Aim of the exercise >>
Rewrite the records below as a JSON list of strings, one string per line, skipping blank lines and leaving out the pictures.

# Data shown start

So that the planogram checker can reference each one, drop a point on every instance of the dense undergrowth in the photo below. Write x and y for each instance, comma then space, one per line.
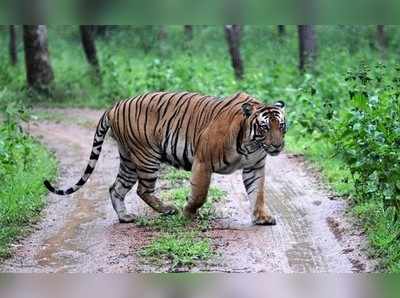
343, 116
24, 163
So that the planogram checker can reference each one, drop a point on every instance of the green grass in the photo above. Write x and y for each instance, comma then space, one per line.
180, 242
23, 168
180, 250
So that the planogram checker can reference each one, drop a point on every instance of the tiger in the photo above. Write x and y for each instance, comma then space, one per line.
198, 133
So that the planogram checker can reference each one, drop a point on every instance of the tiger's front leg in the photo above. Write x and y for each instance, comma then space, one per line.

# Data shown end

Finished answer >>
[
  "So that the planogram checker can reference each one, drop a point on every instance of the dense undergrowth in the photo below. Write x and y for each instance, comma then space, one per line.",
  "343, 116",
  "24, 163",
  "So that the planogram checker can reference each one, drop a point on every instance of the green grass in the photo above. Write x and y for each instance, comma then space, one per line.",
  "180, 242",
  "23, 168",
  "180, 250",
  "So that the planogram checker can reference each one, drop a point on every instance of the tiger in the photo above. Write x and y for each instance, comma then space, one per line.",
  "198, 133",
  "So that the planogram checker can reference each one, drop a point on every instance of the tiger's front leg in the photo above. Write x and y for each instance, comma then space, one per line."
]